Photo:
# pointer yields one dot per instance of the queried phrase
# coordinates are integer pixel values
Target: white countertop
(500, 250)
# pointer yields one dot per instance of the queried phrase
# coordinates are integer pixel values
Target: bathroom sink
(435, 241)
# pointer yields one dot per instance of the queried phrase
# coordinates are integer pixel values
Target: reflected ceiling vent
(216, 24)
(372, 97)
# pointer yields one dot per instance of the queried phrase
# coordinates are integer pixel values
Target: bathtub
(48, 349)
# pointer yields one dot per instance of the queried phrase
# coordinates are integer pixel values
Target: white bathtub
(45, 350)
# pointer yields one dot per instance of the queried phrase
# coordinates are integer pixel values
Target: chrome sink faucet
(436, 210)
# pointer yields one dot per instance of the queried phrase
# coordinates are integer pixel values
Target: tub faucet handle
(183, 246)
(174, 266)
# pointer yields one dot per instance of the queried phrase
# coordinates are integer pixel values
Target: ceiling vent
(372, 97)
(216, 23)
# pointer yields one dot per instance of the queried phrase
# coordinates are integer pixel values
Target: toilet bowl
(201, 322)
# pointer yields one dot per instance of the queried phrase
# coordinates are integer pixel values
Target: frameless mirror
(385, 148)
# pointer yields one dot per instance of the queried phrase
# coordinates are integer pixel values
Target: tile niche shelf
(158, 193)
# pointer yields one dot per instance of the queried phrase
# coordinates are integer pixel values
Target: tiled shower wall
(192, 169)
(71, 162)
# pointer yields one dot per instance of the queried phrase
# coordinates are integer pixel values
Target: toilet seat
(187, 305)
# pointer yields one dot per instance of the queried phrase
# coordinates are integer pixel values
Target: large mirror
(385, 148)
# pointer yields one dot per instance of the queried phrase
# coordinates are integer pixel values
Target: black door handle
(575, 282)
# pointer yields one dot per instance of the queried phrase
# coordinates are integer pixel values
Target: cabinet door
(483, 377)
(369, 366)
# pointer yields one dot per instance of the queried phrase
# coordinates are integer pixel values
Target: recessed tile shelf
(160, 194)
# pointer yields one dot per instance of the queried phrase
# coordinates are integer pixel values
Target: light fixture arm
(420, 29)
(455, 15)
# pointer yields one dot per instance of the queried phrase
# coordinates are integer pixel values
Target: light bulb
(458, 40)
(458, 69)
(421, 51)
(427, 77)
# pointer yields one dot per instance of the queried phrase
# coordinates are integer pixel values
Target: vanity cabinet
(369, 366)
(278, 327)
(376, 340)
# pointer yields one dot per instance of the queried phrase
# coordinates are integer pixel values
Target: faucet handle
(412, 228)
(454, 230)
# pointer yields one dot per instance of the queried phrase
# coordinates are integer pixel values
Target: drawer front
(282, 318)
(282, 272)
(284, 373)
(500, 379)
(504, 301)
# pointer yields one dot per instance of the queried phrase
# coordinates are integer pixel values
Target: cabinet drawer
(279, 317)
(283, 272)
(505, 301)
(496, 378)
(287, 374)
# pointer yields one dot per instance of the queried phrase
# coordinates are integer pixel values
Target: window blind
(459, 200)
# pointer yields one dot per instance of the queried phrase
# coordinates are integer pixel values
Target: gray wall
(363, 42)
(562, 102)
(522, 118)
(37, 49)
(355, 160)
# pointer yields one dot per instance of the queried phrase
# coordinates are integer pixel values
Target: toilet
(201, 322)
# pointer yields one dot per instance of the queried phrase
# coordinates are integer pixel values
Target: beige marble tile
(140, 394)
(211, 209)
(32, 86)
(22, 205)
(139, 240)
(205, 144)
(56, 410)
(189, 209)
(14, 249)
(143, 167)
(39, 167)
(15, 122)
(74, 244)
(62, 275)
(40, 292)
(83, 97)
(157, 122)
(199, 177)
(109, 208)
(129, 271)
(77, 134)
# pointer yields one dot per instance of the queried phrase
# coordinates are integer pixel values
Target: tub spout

DESCRIPTION OF THE TASK: Please set down the whole listing above without altering a single line.

RESULT:
Photo:
# pointer yields one dot per instance of the queried phrase
# coordinates are integer pixel values
Target: white countertop
(500, 250)
# pointer yields one dot per instance of the queried phrase
# coordinates are integer pixel values
Target: bathroom sink
(435, 241)
# pointer yields one dot per instance of the queried phrase
# coordinates are integer pixel values
Target: reflected ceiling vent
(216, 24)
(372, 97)
# pointer yields one dot per instance of the queried phrase
# coordinates are integer pixel values
Target: bathtub
(48, 349)
# pointer yields one dot per instance of the queried phrase
# coordinates are integer pixel values
Target: white bathtub
(45, 350)
# pointer yields one dot per instance of the queried phrase
# coordinates are integer pixel values
Target: chrome sink faucet
(436, 210)
# pointer yields one dot per instance of the queried phrase
# coordinates are integer pixel values
Target: tub faucet handle
(183, 246)
(174, 266)
# pointer yields one dot per instance of the queried phrase
# coordinates are integer pixel values
Target: ceiling vent
(372, 97)
(216, 23)
# pointer yields one dot per instance of the queried phrase
# coordinates are integer pixel values
Target: toilet bowl
(201, 322)
# pointer yields one dot per instance of the queried phrase
# coordinates are integer pixel values
Target: frameless mirror
(385, 148)
# pointer yields one dot per instance of the queried phrase
# coordinates are integer pixel values
Target: tile niche shelf
(158, 193)
# pointer yields one dot per instance of the queried phrase
# coordinates are integer pixel values
Target: tiled shower wall
(192, 169)
(71, 162)
# pointer yields one dot per instance of the queried phrase
# coordinates are integer pixel values
Target: toilet seat
(187, 305)
# pointer yields one dot per instance of the queried phrase
# coordinates are integer pixel values
Target: large mirror
(385, 148)
# pointer yields one dot per instance of the queried phrase
# coordinates are integer pixel values
Target: black door handle
(575, 282)
# pointer yields one dot per instance of the queried phrase
# coordinates are integer pixel values
Target: cabinet door
(483, 377)
(369, 366)
# pointer yields one dot per instance of the queried phrase
# coordinates are integer pixel values
Target: recessed tile shelf
(160, 194)
# pointer yields one dot per instance of the queried phrase
# coordinates are integer pixel values
Target: light fixture arm
(420, 29)
(455, 15)
# pointer yields one dot per instance of the queried phrase
# coordinates are integer pixel values
Target: light bulb
(458, 40)
(458, 69)
(421, 51)
(427, 77)
# pointer yields one dot per instance of the queried phrase
# coordinates are integer pixel values
Target: vanity cabinet
(369, 366)
(278, 327)
(376, 340)
# pointer yields one dot per instance of the queried phrase
# coordinates are integer pixel values
Target: faucet handle
(412, 228)
(454, 230)
# pointer yields one dot per instance of the queried phrase
# coordinates are integer pixel values
Target: drawer front
(282, 318)
(282, 272)
(284, 373)
(500, 379)
(504, 301)
# pointer yields one dot per instance of the queried phrase
# coordinates are integer pixel values
Target: cabinet drawer
(279, 317)
(283, 272)
(505, 301)
(496, 378)
(287, 374)
# pointer yields one dot per instance of the queried phrase
# coordinates are integer pixel values
Target: window blind
(459, 200)
# pointer yields one dot per instance of the queried phrase
# coordinates are integer pixel values
Target: gray wall
(363, 42)
(562, 102)
(522, 118)
(37, 49)
(355, 160)
# pointer yields one dot per instance of the queried phrase
# coordinates are integer pixel values
Target: toilet
(201, 322)
# pointer yields one dot per instance of the queried phrase
# coordinates are integer pixel values
Target: beige marble tile
(140, 394)
(211, 209)
(32, 86)
(22, 205)
(139, 240)
(205, 144)
(56, 410)
(189, 209)
(14, 249)
(143, 167)
(39, 167)
(15, 122)
(74, 244)
(62, 275)
(40, 292)
(83, 97)
(157, 122)
(199, 177)
(109, 208)
(129, 271)
(77, 134)
# pointer yields one dot per instance of the queried phrase
# coordinates are integer pixel values
Target: tub spout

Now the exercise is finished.